Description of the task:
From the essay on the creative process below, extract the passage between "And when you" and "in its place.", inclusive, and copy it word for word.

Extracted text:
§

Sometimes it feels like gloppy-oatmeal is saturating my brain. And that’s because I too often try to take over the world.
And by taking over the world, I don’t necessarily mean starting up my own green NGO on climate-control or spearheading the latest-and-greatest method of education reform. But it does mean that in my own, minuscule universe (with my gloppy brain) that I become too eager to be THERE when I am just HERE.
Let me explain.
First to preface: even though I am coming from my point of view (as performer and choreographer), you can insert any other passion or career path into this post — musician, carpenter, pharmacist, snake milker.
So anyway, for me as a performer and choreographer, I dream of being THERE – meaning I want to create really awesome stuff that I feel proud of and for creativity to erupt in a massive volcano of amazingness.
But that’s the thing – right now all of that is kind of in my head. I make stuff happen now, but it doesn’t always translate into what I envisioned or I feel like the process just goes haywire halfway through, thus becoming more damage control than an actual work of art.
To me it’s like when you decide to conquer an 1000 piece fruit-bowl puzzle. You’re feeling pretty stoked because all the red apple pieces are connected. But low-and-behold you get super flustered because you can’t distinguish between the green apple pieces from the pear pieces because they have the same color palette.
So it’s a lot of trial and error because you’re trying to figure out which piece is for the pear and which is for the green apple.
And that’s where I’m at. I’m here.
But I don’t want to be here. I want to be there.
I think of the possibility of all these ideas to transform into reality and it’s like, “Whoa, how do I make this all happen?”
In my highly unscientific analysis, I think the process kinda goes like this:
1) Begin the envisioning process of what you want to become. Then, start to verbalize it so that it become something concrete (which is harder than it seems). Start with little steps.
2) Get educated and begin the learning process
3) At that point you think, “This is great, now I’m learning, but it feels like all this knowledge is still way up there in the clouds.” So then you have to start grabbing at that knowledge to come down into the brain so it can start being translated through your own process.
4) Then you start making stuff. A lot of stuff.
And when you make stuff for a while it’s like, “Ohhh…curses.” Because at first, you feel like it just – SUCKS.
Leave it to Ira Glass to give a magnificent pep talk.
What he’s saying is really, really affirming because:
1) he’s telling me I’m not crazy (which I may or may not believe) because he went through the same thing
2) he says to just keep going because eventually things turn around
3) when things turn around, you realize that what you make gets to be as good as your ambitions.
So pretty much he’s saying that I have to be HERE right now. It’s not until I decide to actually go through that trial and error period that the great mystery of the green puzzle pieces will be uncovered and the apple will be in its place and the pear will be in its place.
The late-great jazz pianist Bill Evans gave invaluable advice on the creative process. He says something in the middle of the interview that’s really profound — that when you’re in that middle, gucky, gooey stage, you can actually enjoy it – the guck and the goo can actually be enlightening!
“Most people…don’t realize the immensity of the problem and either because they can’t conquer immediately, think they don’t have the ability or because they’re so impatient to conquer it that they don’t see it through. But if you do understand the problem, then you can enjoy your whole trip.”
So Ira Glass is telling me I’m not crazy and Bill Evans is telling me that I can enjoy not being crazy.
This is the best. day. ever.
Thanks to Ira & Bill, I’m gonna try and enjoy the gloppy goo and guck.

§

Given material:
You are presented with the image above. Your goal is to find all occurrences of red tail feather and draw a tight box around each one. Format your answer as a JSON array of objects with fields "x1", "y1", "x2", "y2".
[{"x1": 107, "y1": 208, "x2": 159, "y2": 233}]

§

Written response:
And when you make stuff for a while it’s like, “Ohhh…curses.” Because at first, you feel like it just – SUCKS.
Leave it to Ira Glass to give a magnificent pep talk.
What he’s saying is really, really affirming because:
1) he’s telling me I’m not crazy (which I may or may not believe) because he went through the same thing
2) he says to just keep going because eventually things turn around
3) when things turn around, you realize that what you make gets to be as good as your ambitions.
So pretty much he’s saying that I have to be HERE right now. It’s not until I decide to actually go through that trial and error period that the great mystery of the green puzzle pieces will be uncovered and the apple will be in its place and the pear will be in its place.